## COSA SI CHIEDE:
Riporta in formato CSV a due colonne, intitolate testo e risposta, il materiale che va dall'inizio fino alla riga con "x=396, y=27" compresa, con una riga per ogni testo accanto alla sua risposta, ciascuno in un solo campo tra virgolette e con gli a capo sostituiti da spazi. Non includere le immagini.

## DATI DELL'ESERCIZIO:
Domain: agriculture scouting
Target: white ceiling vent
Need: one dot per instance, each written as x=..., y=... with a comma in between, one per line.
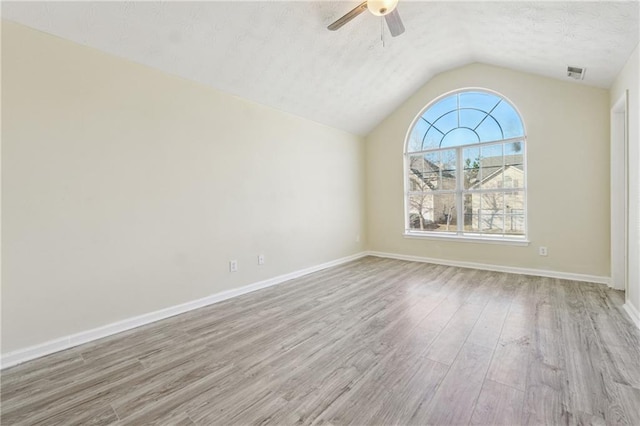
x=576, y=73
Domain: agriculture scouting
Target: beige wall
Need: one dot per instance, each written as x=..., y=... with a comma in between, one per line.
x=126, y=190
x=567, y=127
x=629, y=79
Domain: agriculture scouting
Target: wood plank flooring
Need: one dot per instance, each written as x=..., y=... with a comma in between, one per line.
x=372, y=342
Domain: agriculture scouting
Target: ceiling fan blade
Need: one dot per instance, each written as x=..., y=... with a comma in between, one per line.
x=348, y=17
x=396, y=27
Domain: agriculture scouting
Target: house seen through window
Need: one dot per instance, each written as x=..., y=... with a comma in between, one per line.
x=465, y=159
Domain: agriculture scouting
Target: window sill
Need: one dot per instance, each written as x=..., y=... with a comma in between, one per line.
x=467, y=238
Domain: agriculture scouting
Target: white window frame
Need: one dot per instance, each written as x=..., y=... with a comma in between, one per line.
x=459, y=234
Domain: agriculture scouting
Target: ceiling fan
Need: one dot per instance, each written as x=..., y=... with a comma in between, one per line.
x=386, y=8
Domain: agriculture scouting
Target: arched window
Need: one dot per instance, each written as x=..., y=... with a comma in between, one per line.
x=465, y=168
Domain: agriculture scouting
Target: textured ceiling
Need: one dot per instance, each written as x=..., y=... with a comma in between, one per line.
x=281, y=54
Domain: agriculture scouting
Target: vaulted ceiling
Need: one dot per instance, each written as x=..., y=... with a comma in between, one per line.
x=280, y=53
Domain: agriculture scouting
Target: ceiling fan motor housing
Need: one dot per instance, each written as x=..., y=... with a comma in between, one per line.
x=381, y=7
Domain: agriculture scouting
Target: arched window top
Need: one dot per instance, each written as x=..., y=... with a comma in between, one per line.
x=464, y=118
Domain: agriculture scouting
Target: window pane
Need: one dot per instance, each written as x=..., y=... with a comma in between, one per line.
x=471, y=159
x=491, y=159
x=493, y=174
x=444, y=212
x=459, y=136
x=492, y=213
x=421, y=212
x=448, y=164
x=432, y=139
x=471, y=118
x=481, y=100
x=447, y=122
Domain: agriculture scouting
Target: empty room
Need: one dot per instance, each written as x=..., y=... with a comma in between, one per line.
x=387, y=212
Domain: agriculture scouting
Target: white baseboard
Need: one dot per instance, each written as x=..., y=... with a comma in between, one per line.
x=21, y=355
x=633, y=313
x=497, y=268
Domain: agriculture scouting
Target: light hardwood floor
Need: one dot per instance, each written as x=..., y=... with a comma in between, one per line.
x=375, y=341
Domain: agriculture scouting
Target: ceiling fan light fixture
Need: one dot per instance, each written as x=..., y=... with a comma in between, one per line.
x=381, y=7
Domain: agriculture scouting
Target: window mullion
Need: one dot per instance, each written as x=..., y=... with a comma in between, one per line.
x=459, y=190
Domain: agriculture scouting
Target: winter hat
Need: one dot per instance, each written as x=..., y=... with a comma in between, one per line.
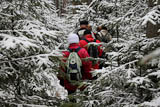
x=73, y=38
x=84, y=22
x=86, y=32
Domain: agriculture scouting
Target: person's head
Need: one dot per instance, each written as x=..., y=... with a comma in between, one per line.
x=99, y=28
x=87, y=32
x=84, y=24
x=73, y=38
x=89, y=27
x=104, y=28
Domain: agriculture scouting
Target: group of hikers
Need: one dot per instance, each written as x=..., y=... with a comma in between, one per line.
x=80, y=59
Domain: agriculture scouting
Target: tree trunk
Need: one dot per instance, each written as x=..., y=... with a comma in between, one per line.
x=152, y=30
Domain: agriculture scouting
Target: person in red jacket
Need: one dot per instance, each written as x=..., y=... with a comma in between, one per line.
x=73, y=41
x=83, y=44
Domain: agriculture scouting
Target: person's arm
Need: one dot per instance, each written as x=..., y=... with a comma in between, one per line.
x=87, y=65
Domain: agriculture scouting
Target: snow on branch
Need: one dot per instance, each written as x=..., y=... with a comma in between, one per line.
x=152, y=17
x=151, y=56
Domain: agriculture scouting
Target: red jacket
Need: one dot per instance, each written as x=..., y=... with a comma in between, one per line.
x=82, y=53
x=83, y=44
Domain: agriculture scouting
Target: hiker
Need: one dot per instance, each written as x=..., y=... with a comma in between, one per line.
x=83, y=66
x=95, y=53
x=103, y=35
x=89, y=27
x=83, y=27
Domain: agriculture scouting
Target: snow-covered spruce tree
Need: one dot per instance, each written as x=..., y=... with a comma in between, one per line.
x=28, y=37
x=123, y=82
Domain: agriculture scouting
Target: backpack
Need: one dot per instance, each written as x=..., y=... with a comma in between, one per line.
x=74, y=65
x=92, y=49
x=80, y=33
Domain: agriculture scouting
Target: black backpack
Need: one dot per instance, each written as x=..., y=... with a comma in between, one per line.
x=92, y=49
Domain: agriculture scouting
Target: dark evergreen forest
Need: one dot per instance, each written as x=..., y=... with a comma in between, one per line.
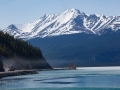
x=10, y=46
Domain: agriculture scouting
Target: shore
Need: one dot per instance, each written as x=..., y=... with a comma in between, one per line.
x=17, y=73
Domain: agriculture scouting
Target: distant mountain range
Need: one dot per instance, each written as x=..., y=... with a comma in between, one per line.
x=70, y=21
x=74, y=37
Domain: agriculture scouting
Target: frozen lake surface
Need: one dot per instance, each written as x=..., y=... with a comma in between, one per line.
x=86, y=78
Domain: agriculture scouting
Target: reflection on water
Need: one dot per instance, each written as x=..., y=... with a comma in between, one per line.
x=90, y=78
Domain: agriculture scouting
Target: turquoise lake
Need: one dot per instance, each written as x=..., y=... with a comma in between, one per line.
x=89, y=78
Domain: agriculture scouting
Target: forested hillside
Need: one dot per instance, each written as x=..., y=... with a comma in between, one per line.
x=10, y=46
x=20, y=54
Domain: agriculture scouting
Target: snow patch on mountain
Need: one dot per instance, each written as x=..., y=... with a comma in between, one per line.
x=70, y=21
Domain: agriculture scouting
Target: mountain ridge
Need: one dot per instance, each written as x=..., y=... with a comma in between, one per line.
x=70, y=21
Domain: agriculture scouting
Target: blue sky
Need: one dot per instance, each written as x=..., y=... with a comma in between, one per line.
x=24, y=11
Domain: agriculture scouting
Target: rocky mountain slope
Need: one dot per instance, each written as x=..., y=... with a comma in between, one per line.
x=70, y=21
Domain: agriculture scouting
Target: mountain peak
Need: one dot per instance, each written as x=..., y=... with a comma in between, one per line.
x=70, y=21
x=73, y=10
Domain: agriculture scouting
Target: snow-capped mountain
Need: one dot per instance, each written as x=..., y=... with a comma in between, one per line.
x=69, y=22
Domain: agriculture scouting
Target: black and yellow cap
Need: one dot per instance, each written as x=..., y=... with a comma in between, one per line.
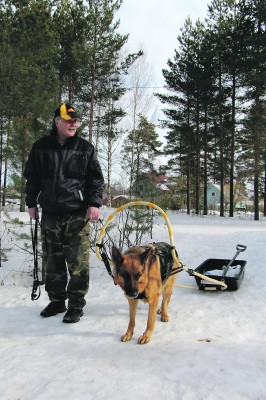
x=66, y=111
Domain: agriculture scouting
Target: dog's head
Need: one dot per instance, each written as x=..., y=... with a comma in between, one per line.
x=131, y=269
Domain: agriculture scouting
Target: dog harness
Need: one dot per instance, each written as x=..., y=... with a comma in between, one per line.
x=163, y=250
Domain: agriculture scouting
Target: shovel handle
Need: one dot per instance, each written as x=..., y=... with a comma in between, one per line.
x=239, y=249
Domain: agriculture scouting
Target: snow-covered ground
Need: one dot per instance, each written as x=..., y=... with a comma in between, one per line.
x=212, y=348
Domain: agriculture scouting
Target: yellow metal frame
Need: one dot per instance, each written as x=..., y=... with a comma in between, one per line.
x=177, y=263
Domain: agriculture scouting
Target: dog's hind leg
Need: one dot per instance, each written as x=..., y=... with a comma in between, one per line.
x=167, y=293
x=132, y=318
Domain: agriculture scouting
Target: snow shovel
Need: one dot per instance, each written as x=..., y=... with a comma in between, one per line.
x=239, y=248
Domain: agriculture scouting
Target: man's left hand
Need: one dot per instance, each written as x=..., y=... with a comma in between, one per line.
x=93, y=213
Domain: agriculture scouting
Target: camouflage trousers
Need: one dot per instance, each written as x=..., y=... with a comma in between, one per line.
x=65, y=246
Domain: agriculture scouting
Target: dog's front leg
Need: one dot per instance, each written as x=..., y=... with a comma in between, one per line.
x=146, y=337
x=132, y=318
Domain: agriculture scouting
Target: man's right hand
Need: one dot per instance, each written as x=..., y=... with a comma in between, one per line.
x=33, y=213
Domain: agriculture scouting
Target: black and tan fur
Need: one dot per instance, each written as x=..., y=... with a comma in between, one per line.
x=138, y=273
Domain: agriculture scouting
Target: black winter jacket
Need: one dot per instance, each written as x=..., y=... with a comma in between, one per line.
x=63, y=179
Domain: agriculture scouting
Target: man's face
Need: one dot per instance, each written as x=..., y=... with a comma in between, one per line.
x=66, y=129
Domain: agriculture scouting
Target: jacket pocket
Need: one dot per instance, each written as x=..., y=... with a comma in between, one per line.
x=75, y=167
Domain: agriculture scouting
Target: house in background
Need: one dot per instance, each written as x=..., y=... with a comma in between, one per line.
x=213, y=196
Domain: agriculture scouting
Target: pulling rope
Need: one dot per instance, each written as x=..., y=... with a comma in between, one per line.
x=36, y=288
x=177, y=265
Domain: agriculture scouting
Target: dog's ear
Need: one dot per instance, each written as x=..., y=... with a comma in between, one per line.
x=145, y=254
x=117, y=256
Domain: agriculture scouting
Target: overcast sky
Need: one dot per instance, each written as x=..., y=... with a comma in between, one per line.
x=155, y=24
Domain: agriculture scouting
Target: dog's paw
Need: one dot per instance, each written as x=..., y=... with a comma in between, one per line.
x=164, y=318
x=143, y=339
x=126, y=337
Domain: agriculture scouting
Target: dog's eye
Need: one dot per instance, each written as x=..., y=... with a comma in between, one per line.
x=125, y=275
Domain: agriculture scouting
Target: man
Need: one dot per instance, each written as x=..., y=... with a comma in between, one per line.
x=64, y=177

## RISPOSTA QUI SOTTO:
testo,risposta
"Domain: agriculture scouting Target: white ceiling vent Need: one dot per instance, each written as x=..., y=... with a comma in between, one per line.","x=576, y=73"
"Domain: agriculture scouting Target: beige wall Need: one dot per instance, each written as x=..., y=... with a comma in between, one per line.","x=126, y=190 x=567, y=127 x=629, y=79"
"Domain: agriculture scouting Target: wood plank flooring Need: one dot per instance, each written as x=..., y=... with a comma in between, one per line.","x=372, y=342"
"Domain: agriculture scouting Target: ceiling fan blade Need: one dot per instance, each written as x=..., y=... with a comma in between, one per line.","x=348, y=17 x=396, y=27"